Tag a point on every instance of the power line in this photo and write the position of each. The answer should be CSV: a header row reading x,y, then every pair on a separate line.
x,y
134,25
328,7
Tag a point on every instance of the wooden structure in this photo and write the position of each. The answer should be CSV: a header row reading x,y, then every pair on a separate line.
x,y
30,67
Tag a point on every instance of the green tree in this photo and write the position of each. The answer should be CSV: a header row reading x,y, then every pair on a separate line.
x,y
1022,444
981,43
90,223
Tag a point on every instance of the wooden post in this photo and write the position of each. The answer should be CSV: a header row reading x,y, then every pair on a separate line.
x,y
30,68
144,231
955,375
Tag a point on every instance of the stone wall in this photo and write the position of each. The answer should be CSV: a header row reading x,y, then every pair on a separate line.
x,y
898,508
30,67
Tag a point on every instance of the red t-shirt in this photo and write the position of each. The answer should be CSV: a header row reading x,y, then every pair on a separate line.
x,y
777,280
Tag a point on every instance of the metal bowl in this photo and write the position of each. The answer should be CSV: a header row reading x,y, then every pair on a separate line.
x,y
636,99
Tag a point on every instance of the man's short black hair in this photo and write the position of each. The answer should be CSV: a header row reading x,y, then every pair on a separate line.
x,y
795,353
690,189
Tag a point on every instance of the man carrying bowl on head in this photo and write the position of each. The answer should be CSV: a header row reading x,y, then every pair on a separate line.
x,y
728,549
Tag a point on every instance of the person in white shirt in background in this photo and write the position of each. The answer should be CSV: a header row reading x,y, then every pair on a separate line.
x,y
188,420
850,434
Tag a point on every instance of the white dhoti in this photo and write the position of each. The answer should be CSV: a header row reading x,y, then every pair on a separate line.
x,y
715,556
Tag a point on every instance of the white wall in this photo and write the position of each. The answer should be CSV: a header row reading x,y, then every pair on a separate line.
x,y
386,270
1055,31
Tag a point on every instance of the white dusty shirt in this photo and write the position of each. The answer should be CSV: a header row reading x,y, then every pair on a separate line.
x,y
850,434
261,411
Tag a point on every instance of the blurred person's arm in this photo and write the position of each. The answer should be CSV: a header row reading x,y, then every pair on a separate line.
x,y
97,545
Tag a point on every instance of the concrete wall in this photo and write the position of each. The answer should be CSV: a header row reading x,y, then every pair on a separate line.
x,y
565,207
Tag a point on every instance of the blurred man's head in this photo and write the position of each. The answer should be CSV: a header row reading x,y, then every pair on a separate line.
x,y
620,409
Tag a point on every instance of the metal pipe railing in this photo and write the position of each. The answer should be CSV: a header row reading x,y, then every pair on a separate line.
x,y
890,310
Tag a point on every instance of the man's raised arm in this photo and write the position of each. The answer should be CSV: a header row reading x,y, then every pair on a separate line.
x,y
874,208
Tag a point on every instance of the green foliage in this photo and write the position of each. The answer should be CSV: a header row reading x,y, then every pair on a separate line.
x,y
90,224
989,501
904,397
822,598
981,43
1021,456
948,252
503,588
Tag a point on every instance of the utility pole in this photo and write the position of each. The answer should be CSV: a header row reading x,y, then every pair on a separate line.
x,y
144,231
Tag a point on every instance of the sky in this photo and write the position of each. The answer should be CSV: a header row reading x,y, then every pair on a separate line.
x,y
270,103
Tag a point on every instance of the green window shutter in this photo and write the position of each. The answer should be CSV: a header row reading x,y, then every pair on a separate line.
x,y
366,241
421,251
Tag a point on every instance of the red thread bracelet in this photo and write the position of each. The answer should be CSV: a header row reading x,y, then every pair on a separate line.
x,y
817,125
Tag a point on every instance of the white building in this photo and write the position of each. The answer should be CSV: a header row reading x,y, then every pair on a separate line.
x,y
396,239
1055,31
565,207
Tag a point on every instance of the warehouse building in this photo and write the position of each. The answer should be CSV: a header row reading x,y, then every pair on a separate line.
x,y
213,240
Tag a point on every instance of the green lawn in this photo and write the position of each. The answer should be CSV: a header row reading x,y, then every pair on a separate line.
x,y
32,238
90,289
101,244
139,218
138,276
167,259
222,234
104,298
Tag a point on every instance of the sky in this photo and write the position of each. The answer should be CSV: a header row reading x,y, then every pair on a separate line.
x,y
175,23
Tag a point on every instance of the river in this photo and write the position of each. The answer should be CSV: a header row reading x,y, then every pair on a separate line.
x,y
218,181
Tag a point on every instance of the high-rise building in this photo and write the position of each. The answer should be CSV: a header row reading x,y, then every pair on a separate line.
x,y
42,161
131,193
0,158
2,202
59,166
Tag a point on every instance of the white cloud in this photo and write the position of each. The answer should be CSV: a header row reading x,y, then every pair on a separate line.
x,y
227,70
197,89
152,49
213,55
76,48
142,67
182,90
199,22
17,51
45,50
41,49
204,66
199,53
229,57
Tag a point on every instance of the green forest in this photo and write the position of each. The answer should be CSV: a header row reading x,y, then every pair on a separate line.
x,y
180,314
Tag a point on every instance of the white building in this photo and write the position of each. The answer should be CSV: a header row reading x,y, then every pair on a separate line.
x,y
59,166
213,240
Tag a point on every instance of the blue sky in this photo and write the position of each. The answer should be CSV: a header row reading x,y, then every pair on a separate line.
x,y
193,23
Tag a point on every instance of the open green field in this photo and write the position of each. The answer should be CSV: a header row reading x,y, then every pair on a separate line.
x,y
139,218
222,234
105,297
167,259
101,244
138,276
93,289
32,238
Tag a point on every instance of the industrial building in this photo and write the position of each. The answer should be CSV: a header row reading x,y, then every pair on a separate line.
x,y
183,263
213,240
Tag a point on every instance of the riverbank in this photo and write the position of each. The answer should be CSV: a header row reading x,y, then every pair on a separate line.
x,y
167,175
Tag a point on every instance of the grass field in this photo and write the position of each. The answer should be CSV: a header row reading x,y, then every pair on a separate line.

--*--

# [Exercise prompt]
Repeat the records verbatim, every one of them.

# [Exercise response]
Tag a point on every instance of the power line in this photo and write the position of each. The answer should be CSV: a header row reading x,y, then every pair on a separate line.
x,y
134,25
328,7
Tag a point on every instance of the wooden structure in this photo and write the position of each. The answer should be CSV: a header row reading x,y, then every pair on a separate line.
x,y
30,67
Tag a point on every instance of the green tree in this photo and write the position of each. The answer should be CSV: a header row reading x,y, then every pair on a separate line.
x,y
1022,444
981,43
90,223
Tag a point on every instance of the wooden post in this photo and write the position of each. The answer should be CSV: a header row reading x,y, then every pair on a separate line.
x,y
30,68
144,231
955,375
Tag a point on every instance of the stone wall in this photo and write the position of each. The answer should be CSV: a header row reading x,y, then every pair on a separate line.
x,y
898,508
30,67
Tag a point on every instance of the red t-shirt in this photo and write the position of each. The answer should be CSV: a header row reading x,y, then every pair on a separate line.
x,y
777,280
Tag a point on every instance of the metal bowl in this photo and write the position of each. The answer should be CSV: a header row reading x,y, then every pair on a separate line.
x,y
636,99
Tag a point on every instance of the man's short black hair in this photo and write the position of each. The answer should be CSV: a header row reading x,y, then every pair on a separate line.
x,y
795,353
690,189
Tag a point on every instance of the man carrying bowl on head in this photo and write the position of each. The answer should be CSV: a header row reading x,y, then every pair on a separate line.
x,y
728,549
Tag a point on every instance of the person in white shirt in background in this photo and write the position of each. The answer should be CSV: a header row reading x,y, then every pair on a separate line.
x,y
188,420
850,434
Tag a point on every instance of the white dhoti in this photo and write the position of each. The answer should be CSV: a header row reading x,y, then every pair on a separate line.
x,y
715,556
Tag a point on every instance of the white wall in this photo and write the position of each. The answer should be CSV: a header row reading x,y, then every pair on a separate line.
x,y
386,270
1055,31
Tag a point on every instance of the white dusty shirt in this photo and write the position of each. The answer should be CSV: a header row reading x,y, then every pair on a separate line.
x,y
850,434
261,411
Tag a point on every instance of the blurred person's arm in this photo and write the position of each. The answer should be CSV: a header row reading x,y, then every pair on a separate line.
x,y
97,545
Tag a point on every instance of the concrete wall in this photo and write the position of each. The answer should be CSV: a header row reading x,y, then every pair on a separate line.
x,y
565,207
Tag a point on every instance of the blurred man's head in this photo and write the position of each. The answer should be CSV: a header row reading x,y, then every pair on a separate line.
x,y
620,409
Tag a point on every instance of the metal pipe railing in this photo and write the position of each. The answer should be CSV: a header row reading x,y, then every pair on a separate line.
x,y
890,310
Tag a point on every instance of the man's raised arm in this photo and write the position of each. The answer should be CSV: a header row reading x,y, then every pair on a separate line.
x,y
874,208
Tag a point on every instance of the green foliage in this photo and write the position of each. The answer should be CSV: a header row reading x,y, then every pair on a separate line.
x,y
90,224
989,501
904,397
822,598
981,43
1021,456
948,252
503,588
Tag a point on every instance of the utility pole in this photo and write the position of each. The answer should be CSV: a header row reading x,y, then every pair on a separate line.
x,y
144,231
Tag a point on every instance of the sky in this photo and write the position of each. The answer should be CSV: a header row reading x,y, then every pair on a separate line.
x,y
270,103
Tag a point on every instance of the green window shutter in this photo and write the position of each. The answer should be CSV: a header row reading x,y, then every pair on a separate line.
x,y
366,241
421,251
Tag a point on every instance of the red thread bracelet in this photo and write the position of each. The answer should be CSV: a header row reading x,y, then every pair on a separate line.
x,y
817,125
Tag a point on every instance of the white building in this photo and write the position of each. The answer should be CSV: a header row reading x,y, then every pair on a separate line.
x,y
396,239
1055,31
565,207
Tag a point on every instance of the warehouse building in this photo and write the position of each. The answer should be CSV: a header row reading x,y, then every pair on a separate line.
x,y
213,240
Tag a point on every instance of the green lawn in this photo and write the position of each. The answer should be CSV: a header row reading x,y, then every pair on a separate line.
x,y
32,238
90,289
101,244
139,218
138,276
167,259
222,234
104,298
Tag a point on every instance of the sky in this photo and write the position of each. The answer should be CSV: a header row reading x,y, then every pair on a separate line.
x,y
175,23
Tag a point on every instance of the river in this photo and write the position of each. The answer should be CSV: a header row reading x,y, then every pair on a separate line.
x,y
218,181
Tag a point on every instance of the high-rise building in this photo and write the position of each. The answer should be CSV: a header row reading x,y, then every pair on a separate line.
x,y
42,161
131,193
0,158
2,202
59,166
Tag a point on every instance of the white cloud in this photo and write the position of each. The answer should be CSV: a header row reading x,y, then every pair on a separate line.
x,y
227,70
197,89
152,49
213,55
76,48
142,67
182,90
199,22
17,51
45,50
41,49
204,66
199,53
229,57
Tag a point on every instance of the green forest in this photo and write the position of each. The answer should be CSV: a header row reading x,y, then every pair on a separate line.
x,y
180,314
Tag a point on every instance of the white building in this photo and write the position of each. The answer should be CSV: a header row reading x,y, then every pair on a separate line.
x,y
59,166
213,240
Tag a point on every instance of the blue sky in this photo and write the position of each. The answer should be CSV: a header row reading x,y, then every pair on a separate line.
x,y
193,23
Tag a point on every instance of the open green field in this photo and write the position of each. The answer should be CSV: a header row reading x,y, then every pair on a separate line.
x,y
139,218
222,234
105,297
167,259
101,244
138,276
93,289
32,238
Tag a point on every instance of the industrial building in this photo and write the position of each. The answer should be CSV: a header row reading x,y, then every pair on a separate line.
x,y
183,263
213,240
Tag a point on every instance of the riverbank in this photo and write the position of each. The answer should be CSV: a header row reading x,y, then every pair on a separate line.
x,y
167,175
Tag a point on every instance of the grass field in this photo and write the position of each. The answer should be CSV: a header row reading x,y, then every pair on a separate line.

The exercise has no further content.